- _TASK BRIEF_
At the line containing "Reviewer note: confirm that every instance of the rear", begin retyping, and stop after the last line of the data; add nothing.

===============

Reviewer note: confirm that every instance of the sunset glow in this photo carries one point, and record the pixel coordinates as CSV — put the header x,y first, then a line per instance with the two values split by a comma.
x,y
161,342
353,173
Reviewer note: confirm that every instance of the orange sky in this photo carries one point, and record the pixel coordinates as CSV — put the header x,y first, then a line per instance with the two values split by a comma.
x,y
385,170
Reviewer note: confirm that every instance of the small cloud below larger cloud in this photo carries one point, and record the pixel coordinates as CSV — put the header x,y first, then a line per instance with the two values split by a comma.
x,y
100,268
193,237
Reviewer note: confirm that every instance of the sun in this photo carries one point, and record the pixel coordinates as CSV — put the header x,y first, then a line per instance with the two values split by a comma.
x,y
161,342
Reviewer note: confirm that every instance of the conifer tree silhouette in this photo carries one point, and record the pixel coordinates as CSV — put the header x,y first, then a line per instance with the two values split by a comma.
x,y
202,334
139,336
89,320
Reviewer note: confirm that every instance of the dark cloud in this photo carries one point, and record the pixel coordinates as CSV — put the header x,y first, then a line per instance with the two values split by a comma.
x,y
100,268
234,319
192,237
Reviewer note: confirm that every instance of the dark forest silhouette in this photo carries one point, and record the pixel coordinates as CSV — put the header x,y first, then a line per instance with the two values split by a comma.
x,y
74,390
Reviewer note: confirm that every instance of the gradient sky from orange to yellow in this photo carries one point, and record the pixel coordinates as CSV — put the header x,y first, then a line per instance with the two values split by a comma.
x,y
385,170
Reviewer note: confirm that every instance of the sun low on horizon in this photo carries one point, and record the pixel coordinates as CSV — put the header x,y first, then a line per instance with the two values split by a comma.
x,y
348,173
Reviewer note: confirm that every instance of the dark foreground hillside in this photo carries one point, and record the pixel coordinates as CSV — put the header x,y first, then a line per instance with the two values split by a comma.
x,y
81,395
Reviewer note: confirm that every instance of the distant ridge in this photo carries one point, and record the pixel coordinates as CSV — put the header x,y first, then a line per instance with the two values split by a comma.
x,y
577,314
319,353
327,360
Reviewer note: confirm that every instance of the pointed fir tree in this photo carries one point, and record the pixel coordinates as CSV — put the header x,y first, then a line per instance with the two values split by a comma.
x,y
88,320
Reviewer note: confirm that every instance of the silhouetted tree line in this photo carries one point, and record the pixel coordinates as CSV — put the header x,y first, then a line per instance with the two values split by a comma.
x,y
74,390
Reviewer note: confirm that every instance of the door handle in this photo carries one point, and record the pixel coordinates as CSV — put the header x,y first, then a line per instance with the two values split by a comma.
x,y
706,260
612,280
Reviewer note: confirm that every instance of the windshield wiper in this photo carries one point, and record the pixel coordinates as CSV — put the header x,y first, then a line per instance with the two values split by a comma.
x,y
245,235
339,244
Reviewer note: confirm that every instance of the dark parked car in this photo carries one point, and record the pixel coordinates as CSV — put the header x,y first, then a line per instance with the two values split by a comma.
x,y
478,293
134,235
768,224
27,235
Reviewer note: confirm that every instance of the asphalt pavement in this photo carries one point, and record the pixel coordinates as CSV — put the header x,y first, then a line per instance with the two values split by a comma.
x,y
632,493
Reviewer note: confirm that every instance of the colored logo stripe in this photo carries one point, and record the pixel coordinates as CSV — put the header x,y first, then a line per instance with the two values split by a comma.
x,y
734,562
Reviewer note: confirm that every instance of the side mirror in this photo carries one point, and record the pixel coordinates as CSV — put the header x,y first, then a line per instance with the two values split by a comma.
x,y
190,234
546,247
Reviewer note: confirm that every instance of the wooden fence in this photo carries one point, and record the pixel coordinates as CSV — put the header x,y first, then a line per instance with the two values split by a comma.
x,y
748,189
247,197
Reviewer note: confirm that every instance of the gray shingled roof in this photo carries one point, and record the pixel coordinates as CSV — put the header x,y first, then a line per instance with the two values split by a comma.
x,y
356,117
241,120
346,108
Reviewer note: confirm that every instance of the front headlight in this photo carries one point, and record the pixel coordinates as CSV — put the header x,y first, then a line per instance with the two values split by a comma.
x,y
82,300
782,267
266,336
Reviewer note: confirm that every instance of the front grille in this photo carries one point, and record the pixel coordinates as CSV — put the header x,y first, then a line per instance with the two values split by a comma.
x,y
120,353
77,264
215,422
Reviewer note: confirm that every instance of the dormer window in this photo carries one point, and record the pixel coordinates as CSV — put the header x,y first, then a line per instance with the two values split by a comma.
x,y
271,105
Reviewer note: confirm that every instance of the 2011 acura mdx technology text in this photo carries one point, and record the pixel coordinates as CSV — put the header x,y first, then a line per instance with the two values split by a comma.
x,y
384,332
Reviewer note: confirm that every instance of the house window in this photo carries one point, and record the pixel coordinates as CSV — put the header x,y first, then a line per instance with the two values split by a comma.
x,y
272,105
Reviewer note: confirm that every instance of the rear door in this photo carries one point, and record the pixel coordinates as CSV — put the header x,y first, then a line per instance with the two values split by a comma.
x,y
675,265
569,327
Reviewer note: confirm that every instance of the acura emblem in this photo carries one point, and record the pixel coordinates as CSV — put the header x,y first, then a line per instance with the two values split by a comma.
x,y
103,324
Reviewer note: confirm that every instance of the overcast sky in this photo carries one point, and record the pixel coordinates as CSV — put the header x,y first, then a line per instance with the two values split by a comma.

===============

- _OUTPUT_
Reviewer note: confirm that every instance of the rear door in this photo carries one point, and record the pixel coordinates as CSV — put the header x,y first, then a line per instance with the two values split by a comma.
x,y
675,265
569,327
Reviewer note: confirm that every instance of the acura emblem in this photo carries one point, and record the pixel coordinates as CSV — put the header x,y first, then a line per instance with the two values split by a comma.
x,y
103,324
Reviewer note: confirm that every instance of the overcast sky in this photo carries one point, and record the pixel coordinates as CSV — put the header x,y first, then a line per instance with the two values split by a comma.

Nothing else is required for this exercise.